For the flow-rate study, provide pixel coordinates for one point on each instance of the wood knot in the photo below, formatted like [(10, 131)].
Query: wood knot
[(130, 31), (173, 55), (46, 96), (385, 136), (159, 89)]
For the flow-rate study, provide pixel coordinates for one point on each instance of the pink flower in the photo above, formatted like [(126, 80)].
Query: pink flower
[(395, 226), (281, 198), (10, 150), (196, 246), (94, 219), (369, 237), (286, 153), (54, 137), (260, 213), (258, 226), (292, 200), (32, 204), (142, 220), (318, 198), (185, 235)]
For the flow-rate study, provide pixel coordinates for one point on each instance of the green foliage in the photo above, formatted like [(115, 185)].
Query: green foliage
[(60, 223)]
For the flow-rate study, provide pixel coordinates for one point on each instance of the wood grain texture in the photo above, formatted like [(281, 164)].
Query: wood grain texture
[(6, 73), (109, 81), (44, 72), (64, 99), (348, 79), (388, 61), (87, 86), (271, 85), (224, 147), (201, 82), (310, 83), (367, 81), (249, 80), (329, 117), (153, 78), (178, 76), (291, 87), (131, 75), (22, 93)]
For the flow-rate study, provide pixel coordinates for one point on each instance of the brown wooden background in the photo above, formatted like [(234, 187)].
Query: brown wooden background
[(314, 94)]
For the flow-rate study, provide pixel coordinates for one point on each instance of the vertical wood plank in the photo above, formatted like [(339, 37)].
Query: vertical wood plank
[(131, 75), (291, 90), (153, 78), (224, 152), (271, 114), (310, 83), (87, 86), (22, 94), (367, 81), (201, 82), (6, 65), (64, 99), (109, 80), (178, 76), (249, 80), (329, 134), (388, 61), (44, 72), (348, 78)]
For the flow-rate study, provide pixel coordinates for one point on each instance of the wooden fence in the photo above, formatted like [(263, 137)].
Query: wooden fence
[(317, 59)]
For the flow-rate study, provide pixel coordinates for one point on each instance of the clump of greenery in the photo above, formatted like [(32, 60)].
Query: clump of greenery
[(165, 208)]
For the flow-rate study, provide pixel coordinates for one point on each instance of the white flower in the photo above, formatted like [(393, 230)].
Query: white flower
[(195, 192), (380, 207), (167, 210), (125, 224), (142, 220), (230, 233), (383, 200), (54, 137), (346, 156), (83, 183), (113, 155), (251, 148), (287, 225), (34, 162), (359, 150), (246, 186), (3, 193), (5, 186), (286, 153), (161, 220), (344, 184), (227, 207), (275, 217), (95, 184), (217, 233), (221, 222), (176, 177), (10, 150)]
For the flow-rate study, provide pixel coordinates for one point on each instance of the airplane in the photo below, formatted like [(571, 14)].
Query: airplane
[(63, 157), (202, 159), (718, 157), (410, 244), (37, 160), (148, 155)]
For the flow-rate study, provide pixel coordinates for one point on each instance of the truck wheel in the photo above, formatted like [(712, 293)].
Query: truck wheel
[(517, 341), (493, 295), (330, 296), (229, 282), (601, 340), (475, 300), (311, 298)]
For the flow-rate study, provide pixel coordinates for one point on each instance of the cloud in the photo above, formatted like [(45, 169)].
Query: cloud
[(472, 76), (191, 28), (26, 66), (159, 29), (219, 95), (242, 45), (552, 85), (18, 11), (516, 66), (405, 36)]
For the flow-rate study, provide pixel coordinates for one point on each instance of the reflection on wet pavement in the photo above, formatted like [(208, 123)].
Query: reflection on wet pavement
----
For each line of the material that contains the word "below", make a copy.

Written response:
For the flow-rate study, provide pixel coordinates for one point on each instance of the wood knot in the photo below, formatted like [(10, 131)].
For the flow-rate study, provide pixel coordinates for one point on each instance of the airplane in the photo below, formatted like [(571, 14)].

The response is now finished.